-- Begin Source extract --

Monday, February 28, 2011

Indian art now


After centuries of stunted growth and ignorance Indian art now is looking for its modern metaphor of contemporary expression. Indian artists specially the young Indian artists are bit confused and born in the age of cyber net look to West for inspiration and blatant lifting of ideas. Art now in India has to forgo this lack of confidence--a result of the inferiority bred by colonization of India by the White racialists--Portugal and Britain.
The dilemma is twofold.
I. How not get buried under the weight of so much art in temples, myth, religion, folk art and expression, iconography going back to Mohenjo Daro and highly developed and articulate multiple cultural identities of various regions of India.
II. To not get swept by the West. I understand most critics in West use West as synonymous to global or international. How wrong they are and also our artists in India who regard copying the West is to be modern and contemporary artistic expression.
To get out of artistic dilemma is needed faith in our own cultural, folk, regional, religious identities and to launch new creative forays in art that will be both Indian and contemporary. we can thus have art of India becoming at the sme time international

Thursday, February 17, 2011

A book on Indian art-Mona Lisa does not smile anymore

A fresh look at Indian art


Gandhi acrylic on canvas 2010, 58"X78" Viktor Vijay





Unforming the Formed acrylic on canvas 2010, 58"X78" Viktor Vijay
New direction in Indian contemporary art






Viktor Vijay's book Mona Lisa does not smile anymore (ISBN 9788184655124) published by Studio Vasant Delhi (Mobile 9818301496)

-- End Source extract --
-- Begin Raw data --

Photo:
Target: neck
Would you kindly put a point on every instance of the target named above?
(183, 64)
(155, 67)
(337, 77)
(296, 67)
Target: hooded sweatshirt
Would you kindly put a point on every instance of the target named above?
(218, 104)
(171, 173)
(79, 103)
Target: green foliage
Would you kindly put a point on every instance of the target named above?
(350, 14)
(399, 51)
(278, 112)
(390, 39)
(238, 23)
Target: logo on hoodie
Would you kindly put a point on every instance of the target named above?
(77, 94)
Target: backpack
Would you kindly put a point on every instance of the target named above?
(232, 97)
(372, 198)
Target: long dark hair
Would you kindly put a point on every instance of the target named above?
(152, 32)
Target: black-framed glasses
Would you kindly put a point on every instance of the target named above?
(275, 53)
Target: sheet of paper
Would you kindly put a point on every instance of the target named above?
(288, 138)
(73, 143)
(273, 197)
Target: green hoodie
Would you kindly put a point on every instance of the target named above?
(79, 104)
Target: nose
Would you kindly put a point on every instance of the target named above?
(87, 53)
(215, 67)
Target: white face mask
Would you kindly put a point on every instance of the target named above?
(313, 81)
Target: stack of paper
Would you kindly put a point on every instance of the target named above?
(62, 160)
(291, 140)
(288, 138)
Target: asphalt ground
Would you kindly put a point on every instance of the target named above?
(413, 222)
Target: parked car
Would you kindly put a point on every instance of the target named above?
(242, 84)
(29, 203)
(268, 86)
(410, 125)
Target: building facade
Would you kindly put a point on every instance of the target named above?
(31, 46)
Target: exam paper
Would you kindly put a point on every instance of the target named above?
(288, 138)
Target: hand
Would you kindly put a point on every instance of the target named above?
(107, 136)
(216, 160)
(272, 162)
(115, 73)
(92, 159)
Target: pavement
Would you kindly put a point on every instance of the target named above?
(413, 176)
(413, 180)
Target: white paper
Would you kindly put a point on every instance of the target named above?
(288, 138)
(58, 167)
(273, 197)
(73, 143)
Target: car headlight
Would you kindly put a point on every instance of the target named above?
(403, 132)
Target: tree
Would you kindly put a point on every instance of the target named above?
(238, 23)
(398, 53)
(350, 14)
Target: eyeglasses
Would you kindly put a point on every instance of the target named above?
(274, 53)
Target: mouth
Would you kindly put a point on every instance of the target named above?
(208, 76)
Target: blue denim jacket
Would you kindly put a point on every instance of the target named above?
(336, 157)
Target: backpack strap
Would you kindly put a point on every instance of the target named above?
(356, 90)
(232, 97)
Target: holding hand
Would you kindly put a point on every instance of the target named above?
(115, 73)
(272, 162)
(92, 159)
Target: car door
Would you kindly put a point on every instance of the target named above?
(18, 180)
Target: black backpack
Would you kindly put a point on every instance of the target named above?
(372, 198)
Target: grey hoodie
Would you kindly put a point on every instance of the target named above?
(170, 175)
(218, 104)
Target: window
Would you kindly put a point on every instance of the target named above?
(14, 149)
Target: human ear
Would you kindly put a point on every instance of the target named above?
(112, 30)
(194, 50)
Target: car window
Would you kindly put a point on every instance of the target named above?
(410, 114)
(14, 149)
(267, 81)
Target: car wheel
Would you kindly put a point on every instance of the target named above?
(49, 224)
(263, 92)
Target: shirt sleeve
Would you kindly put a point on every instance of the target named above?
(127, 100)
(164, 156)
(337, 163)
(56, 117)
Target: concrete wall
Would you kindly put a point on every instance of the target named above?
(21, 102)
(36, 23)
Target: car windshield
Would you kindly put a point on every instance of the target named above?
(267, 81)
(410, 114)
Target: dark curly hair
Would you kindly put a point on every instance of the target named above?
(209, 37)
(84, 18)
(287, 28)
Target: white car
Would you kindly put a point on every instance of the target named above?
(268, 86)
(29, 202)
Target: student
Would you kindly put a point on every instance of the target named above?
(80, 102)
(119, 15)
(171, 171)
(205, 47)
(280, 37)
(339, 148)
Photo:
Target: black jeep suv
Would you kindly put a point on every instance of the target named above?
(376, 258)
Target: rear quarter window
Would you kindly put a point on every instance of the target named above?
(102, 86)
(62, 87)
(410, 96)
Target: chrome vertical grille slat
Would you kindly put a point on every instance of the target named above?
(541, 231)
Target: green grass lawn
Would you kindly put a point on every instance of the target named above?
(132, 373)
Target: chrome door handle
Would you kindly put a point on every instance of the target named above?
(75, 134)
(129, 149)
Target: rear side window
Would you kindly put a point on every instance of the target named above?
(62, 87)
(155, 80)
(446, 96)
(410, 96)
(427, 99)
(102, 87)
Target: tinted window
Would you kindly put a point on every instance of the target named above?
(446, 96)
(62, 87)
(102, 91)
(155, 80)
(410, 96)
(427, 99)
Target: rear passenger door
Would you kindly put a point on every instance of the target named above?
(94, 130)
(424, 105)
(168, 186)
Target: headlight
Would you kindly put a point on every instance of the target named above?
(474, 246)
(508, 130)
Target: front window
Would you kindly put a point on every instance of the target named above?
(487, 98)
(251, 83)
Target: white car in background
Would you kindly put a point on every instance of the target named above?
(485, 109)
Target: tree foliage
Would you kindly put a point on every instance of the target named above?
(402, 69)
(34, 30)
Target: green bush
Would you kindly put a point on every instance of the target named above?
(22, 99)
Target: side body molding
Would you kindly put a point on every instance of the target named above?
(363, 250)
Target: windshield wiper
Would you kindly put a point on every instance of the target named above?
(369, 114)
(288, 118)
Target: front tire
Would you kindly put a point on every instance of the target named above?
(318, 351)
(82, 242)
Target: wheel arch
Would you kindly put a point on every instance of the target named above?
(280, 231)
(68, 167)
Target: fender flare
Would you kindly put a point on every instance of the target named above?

-- End Raw data --

▸ What you have to do
In the post on Indian art, who published Viktor Vijay's book Mona Lisa does not smile anymore?

▸ Completed exercise
Studio Vasant Delhi